Please transcribe, exactly, the line that contains "rough mask: <svg" and every line after it to the end of the records, and nothing else.

(Stored items)
★ ★ ★ ★ ★ ★ ★

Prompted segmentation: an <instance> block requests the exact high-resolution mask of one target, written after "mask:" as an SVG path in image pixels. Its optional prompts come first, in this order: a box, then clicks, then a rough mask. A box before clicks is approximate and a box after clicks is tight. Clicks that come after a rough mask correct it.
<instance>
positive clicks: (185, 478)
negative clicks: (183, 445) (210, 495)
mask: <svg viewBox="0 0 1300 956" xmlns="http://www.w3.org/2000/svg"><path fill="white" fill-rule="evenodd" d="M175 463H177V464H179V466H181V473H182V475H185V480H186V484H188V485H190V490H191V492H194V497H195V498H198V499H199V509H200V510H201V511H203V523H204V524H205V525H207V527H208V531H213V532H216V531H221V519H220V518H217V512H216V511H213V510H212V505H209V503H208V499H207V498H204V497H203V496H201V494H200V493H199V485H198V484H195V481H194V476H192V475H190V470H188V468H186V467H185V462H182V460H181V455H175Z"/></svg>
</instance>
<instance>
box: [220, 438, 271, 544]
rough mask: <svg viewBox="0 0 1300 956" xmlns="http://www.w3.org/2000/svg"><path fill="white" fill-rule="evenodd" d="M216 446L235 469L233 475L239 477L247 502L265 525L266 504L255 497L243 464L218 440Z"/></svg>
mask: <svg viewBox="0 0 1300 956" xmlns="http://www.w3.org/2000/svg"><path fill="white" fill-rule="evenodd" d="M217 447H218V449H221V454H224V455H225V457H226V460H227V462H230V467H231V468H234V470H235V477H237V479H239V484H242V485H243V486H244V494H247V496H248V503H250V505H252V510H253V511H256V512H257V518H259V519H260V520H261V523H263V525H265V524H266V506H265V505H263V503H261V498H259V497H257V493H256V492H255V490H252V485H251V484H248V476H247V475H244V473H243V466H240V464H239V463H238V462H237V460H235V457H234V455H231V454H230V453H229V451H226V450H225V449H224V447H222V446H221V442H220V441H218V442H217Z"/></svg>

★ ★ ★ ★ ★ ★ ★

• **WORKED SOLUTION**:
rough mask: <svg viewBox="0 0 1300 956" xmlns="http://www.w3.org/2000/svg"><path fill="white" fill-rule="evenodd" d="M216 446L235 469L233 475L239 477L247 502L265 525L266 504L255 497L243 464L218 440Z"/></svg>
mask: <svg viewBox="0 0 1300 956" xmlns="http://www.w3.org/2000/svg"><path fill="white" fill-rule="evenodd" d="M217 447H218V449H221V454H224V455H225V457H226V460H227V462H230V467H231V468H234V470H235V477H237V479H239V484H242V485H243V486H244V494H247V496H248V503H250V505H252V510H253V511H256V512H257V518H259V519H260V520H261V523H263V525H265V524H266V506H265V505H263V503H261V498H259V497H257V493H256V492H255V490H252V485H251V484H248V476H247V475H244V473H243V466H240V464H239V463H238V462H237V460H235V457H234V455H231V454H230V453H229V451H226V450H225V449H224V447H222V446H221V442H220V441H218V442H217Z"/></svg>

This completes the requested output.